> [SUPPLIED RECORDS]:
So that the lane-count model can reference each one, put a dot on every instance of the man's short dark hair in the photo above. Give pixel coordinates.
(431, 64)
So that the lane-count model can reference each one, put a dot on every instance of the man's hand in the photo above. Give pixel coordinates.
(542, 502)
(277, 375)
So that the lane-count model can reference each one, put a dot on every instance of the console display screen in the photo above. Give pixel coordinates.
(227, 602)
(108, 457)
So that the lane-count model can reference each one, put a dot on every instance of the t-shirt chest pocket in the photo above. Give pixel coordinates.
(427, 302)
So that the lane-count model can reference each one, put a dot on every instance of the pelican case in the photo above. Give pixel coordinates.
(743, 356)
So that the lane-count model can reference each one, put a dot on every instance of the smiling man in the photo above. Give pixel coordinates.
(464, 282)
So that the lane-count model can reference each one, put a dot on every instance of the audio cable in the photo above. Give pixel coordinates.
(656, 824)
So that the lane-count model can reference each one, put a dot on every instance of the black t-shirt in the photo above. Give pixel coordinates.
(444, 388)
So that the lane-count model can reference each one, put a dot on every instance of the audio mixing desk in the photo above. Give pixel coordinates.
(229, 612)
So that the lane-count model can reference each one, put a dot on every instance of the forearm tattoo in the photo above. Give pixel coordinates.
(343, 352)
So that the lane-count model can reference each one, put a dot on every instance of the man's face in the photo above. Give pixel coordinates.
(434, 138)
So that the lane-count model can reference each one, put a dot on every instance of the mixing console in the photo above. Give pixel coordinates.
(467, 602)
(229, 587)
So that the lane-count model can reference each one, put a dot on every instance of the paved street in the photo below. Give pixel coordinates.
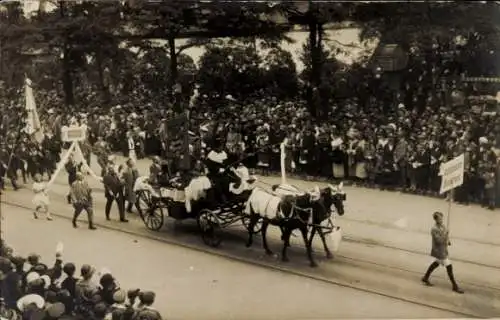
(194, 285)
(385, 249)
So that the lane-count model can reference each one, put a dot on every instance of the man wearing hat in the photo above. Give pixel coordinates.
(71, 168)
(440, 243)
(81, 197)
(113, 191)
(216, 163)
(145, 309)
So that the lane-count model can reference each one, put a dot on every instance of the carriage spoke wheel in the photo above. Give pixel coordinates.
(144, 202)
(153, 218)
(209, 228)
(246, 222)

---

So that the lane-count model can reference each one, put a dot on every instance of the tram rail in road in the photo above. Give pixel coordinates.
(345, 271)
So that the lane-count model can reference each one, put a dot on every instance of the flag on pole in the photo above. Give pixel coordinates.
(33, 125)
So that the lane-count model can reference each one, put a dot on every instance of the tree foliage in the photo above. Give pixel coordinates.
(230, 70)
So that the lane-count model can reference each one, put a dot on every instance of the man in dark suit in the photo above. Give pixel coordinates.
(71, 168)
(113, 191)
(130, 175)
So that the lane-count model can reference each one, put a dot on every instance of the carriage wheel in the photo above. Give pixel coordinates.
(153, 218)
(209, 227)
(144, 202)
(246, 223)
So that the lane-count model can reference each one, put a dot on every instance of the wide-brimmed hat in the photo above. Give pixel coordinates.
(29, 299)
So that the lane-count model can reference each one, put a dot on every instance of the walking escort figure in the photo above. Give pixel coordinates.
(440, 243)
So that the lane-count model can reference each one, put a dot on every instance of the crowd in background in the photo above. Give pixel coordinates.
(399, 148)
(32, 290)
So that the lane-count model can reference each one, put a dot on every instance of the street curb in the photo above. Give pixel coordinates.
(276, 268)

> [WHAT YOU HAVE TO DO]:
Find each line above that contains the string "street" with the same capitalization, and copy those lines.

> [FULL SOLUTION]:
So that the lane-count model can reference each one, put a dot on every instance of the paved street in the photo below. Give pixel coordinates.
So that the lane-count model can reference each one, put a dot on every instance of the street curb in the photo above. Give pixel coordinates.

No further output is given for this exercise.